■ **The input**:
________

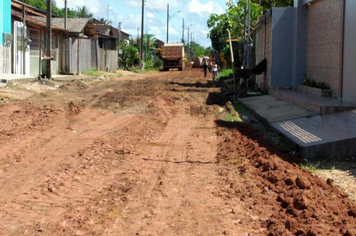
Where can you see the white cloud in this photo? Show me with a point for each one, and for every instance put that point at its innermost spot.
(199, 8)
(92, 5)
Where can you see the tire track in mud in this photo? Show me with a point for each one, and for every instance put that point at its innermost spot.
(59, 180)
(177, 183)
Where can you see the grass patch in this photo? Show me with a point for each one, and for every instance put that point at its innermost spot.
(92, 72)
(312, 167)
(232, 118)
(240, 108)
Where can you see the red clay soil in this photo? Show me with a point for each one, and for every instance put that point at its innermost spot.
(144, 154)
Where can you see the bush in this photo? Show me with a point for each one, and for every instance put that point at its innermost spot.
(312, 83)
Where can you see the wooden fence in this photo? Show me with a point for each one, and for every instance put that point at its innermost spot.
(79, 54)
(5, 59)
(108, 60)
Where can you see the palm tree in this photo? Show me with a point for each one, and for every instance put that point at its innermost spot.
(105, 21)
(83, 12)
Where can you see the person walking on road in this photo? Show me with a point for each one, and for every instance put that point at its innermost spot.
(214, 69)
(205, 65)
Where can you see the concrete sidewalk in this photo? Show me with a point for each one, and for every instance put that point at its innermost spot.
(330, 135)
(5, 78)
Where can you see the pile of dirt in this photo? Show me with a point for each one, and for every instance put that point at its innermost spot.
(294, 201)
(17, 120)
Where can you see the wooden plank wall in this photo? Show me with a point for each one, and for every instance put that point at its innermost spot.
(108, 60)
(5, 59)
(86, 54)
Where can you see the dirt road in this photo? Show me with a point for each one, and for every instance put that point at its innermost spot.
(144, 154)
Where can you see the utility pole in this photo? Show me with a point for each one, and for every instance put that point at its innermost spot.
(48, 39)
(119, 40)
(142, 22)
(107, 13)
(167, 22)
(183, 33)
(24, 39)
(188, 46)
(243, 51)
(65, 14)
(191, 45)
(146, 45)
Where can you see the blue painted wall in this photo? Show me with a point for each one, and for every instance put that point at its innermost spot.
(5, 19)
(283, 41)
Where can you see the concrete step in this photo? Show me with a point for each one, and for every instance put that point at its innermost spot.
(318, 104)
(331, 135)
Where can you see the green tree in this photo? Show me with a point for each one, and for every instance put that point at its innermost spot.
(233, 20)
(42, 5)
(83, 12)
(196, 50)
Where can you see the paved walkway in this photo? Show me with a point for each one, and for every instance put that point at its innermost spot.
(328, 135)
(273, 109)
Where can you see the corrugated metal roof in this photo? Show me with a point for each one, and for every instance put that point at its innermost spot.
(74, 25)
(34, 20)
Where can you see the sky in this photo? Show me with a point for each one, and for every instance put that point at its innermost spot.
(194, 12)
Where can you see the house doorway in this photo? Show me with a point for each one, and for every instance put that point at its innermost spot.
(21, 50)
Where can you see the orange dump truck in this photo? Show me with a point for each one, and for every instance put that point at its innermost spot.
(173, 56)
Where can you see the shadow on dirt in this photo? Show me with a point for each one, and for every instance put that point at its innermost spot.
(209, 84)
(246, 130)
(182, 162)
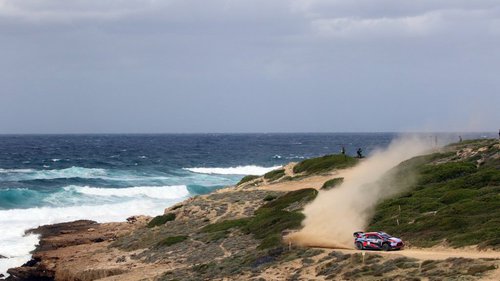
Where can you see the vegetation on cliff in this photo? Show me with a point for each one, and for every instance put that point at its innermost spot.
(324, 164)
(455, 198)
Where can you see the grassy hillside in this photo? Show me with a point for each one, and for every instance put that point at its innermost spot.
(324, 164)
(455, 198)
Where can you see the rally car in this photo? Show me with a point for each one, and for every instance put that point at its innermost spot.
(376, 241)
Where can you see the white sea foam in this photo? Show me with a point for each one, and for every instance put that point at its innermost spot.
(156, 192)
(16, 246)
(240, 170)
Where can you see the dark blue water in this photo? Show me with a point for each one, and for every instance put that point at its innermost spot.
(35, 167)
(55, 178)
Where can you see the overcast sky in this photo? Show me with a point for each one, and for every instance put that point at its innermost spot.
(169, 66)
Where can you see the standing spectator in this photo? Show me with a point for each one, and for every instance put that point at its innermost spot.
(359, 152)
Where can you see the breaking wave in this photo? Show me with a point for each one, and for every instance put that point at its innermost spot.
(156, 192)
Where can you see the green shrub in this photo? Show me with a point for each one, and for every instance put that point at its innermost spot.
(329, 184)
(247, 179)
(301, 195)
(324, 164)
(446, 171)
(452, 201)
(457, 195)
(274, 175)
(169, 241)
(270, 197)
(161, 220)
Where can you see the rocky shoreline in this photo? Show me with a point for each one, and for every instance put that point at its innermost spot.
(233, 234)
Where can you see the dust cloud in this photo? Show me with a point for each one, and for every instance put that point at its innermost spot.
(335, 214)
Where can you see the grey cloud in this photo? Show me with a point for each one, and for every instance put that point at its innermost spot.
(201, 66)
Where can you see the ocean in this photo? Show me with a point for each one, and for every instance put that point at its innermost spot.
(48, 179)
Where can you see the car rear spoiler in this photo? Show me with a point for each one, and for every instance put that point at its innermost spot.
(357, 233)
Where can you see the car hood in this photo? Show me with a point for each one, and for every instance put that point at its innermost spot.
(396, 240)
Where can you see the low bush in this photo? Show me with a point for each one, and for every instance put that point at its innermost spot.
(161, 220)
(324, 164)
(329, 184)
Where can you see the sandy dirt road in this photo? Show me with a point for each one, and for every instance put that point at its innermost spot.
(433, 253)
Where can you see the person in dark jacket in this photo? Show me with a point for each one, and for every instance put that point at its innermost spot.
(359, 152)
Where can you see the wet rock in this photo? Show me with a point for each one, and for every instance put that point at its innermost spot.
(63, 228)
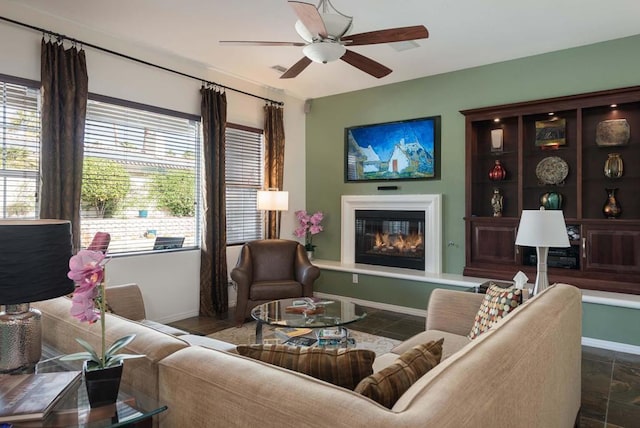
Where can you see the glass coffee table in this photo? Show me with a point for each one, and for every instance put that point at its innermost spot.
(306, 312)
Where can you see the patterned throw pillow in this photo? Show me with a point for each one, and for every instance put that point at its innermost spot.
(342, 367)
(497, 303)
(387, 385)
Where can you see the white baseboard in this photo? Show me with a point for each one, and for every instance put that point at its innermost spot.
(611, 346)
(376, 305)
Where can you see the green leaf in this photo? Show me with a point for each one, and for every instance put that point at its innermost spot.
(77, 356)
(89, 348)
(119, 344)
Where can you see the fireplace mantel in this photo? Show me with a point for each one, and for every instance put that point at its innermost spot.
(430, 204)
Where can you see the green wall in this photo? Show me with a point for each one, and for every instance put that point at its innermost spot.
(595, 67)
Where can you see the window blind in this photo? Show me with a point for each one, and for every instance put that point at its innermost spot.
(140, 177)
(19, 150)
(244, 177)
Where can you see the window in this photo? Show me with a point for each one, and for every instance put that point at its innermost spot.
(19, 148)
(244, 177)
(141, 176)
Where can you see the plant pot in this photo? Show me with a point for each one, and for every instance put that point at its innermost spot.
(102, 384)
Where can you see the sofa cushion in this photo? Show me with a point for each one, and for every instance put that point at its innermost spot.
(387, 385)
(497, 303)
(342, 367)
(452, 342)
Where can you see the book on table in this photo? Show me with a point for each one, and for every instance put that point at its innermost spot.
(286, 333)
(32, 396)
(301, 341)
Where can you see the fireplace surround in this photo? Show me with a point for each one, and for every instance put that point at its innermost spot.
(429, 204)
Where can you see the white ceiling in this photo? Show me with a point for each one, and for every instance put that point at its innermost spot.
(463, 33)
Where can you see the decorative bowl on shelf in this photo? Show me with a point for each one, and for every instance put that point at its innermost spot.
(552, 170)
(614, 132)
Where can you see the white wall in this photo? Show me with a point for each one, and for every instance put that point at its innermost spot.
(169, 282)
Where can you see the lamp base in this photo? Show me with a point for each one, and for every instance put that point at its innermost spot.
(21, 338)
(542, 280)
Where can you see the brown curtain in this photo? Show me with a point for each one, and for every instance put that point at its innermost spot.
(274, 159)
(213, 260)
(64, 109)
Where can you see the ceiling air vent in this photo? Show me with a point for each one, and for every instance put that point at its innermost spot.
(279, 68)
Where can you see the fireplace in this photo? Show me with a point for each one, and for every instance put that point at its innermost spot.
(390, 238)
(406, 218)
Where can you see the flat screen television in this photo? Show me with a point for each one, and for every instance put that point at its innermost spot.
(403, 150)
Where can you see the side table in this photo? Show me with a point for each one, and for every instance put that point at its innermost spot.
(131, 410)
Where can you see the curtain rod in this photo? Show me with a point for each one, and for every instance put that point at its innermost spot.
(71, 39)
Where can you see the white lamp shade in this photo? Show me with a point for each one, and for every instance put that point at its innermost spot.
(273, 200)
(324, 52)
(542, 228)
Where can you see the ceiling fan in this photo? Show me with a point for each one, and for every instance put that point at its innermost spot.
(324, 31)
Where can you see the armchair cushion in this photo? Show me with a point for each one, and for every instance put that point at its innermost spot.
(271, 269)
(497, 303)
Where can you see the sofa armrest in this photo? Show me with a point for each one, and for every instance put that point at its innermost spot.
(241, 392)
(452, 311)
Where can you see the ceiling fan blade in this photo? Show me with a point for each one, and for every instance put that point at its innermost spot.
(390, 35)
(296, 68)
(258, 43)
(365, 64)
(310, 17)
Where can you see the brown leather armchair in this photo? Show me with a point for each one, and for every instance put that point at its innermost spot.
(271, 269)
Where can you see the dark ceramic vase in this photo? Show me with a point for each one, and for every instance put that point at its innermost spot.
(551, 201)
(102, 385)
(612, 208)
(498, 172)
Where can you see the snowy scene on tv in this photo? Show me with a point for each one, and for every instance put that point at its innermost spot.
(392, 151)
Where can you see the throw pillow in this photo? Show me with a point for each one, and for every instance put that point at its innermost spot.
(342, 367)
(497, 303)
(387, 385)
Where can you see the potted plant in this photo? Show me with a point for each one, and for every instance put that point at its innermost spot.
(102, 370)
(309, 225)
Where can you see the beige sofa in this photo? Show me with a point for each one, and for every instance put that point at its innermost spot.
(524, 372)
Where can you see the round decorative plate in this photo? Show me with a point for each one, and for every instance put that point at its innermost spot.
(552, 170)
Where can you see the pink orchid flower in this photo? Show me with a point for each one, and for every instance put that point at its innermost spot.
(83, 305)
(87, 269)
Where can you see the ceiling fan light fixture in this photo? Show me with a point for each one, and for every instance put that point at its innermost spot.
(324, 52)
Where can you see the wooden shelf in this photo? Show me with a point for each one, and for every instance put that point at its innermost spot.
(609, 249)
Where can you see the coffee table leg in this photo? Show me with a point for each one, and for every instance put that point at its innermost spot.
(259, 332)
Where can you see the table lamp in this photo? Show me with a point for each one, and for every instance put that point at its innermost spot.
(273, 200)
(542, 229)
(34, 261)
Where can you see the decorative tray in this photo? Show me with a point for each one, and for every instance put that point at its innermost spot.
(552, 170)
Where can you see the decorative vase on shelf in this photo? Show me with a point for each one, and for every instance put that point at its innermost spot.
(551, 200)
(496, 203)
(613, 166)
(102, 384)
(612, 208)
(498, 172)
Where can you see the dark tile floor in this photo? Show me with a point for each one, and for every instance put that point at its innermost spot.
(610, 380)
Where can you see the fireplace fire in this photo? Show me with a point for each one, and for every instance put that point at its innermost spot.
(390, 238)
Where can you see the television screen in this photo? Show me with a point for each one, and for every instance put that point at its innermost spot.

________

■ **What the task requires**: Repeat word for word each line from the one with "Where can you see the throw" to the end of the records above, inclusive.

■ **Completed exercise**:
Where can you see the throw pillow in this photo? Show me with a point for each one, and for every instance put that point at its innermost spot.
(342, 367)
(497, 303)
(387, 385)
Where can you see the potted plant in this photo? Show me with a point for each one, and for every instance put that point at its innermost spot.
(102, 370)
(309, 225)
Where can you see the beige sofa in this photo? Show me with a point for each one, and for every instance put that point at its innermost spot.
(524, 372)
Where can you see the round decorative plate in this photo? Show me with a point for each one, and for every instance put that point at its innermost spot.
(552, 170)
Where can you see the pink orchid flower in this photo? Show me with a point for each one, and for every instance put that point at its innermost spot.
(83, 305)
(87, 269)
Where can you see the ceiling fan light fixture in this photo? Show me with a point for each one, and for every instance put that point at its innermost spot.
(324, 52)
Where can you see the wooden shelf in this photo? Show me with a point for each one, and for every instance put that point at its innermost spot.
(609, 249)
Where can you see the coffee table leg in this photo? Show me with a point for each one, and for every instance put that point at its innermost spot.
(259, 332)
Where can you see the table lamp in this photo? Show me with a point for each one, and for every instance put that point at its innermost spot.
(273, 200)
(542, 229)
(34, 261)
Where can you see the decorative tray in this photo? Show me with a point for each one, and for every instance put that point at its innermost spot.
(552, 170)
Where can you see the decorative vase on shelf in this photo? Show me with a point for each one, and for every instance put that point at its innermost spot.
(551, 200)
(496, 203)
(613, 166)
(102, 384)
(612, 208)
(498, 172)
Where can you see the dark tile floor in this photo? Show me with a point for each one, and for every instance put that point at its innermost spot.
(610, 380)
Where can you see the fireplace fire in this photo? Show me with a point for each one, and for every instance put that point at its innermost spot.
(390, 238)
Where can you see the television screen in this photo? Show me with a point for each one, and for every instance put that point at its innermost spot.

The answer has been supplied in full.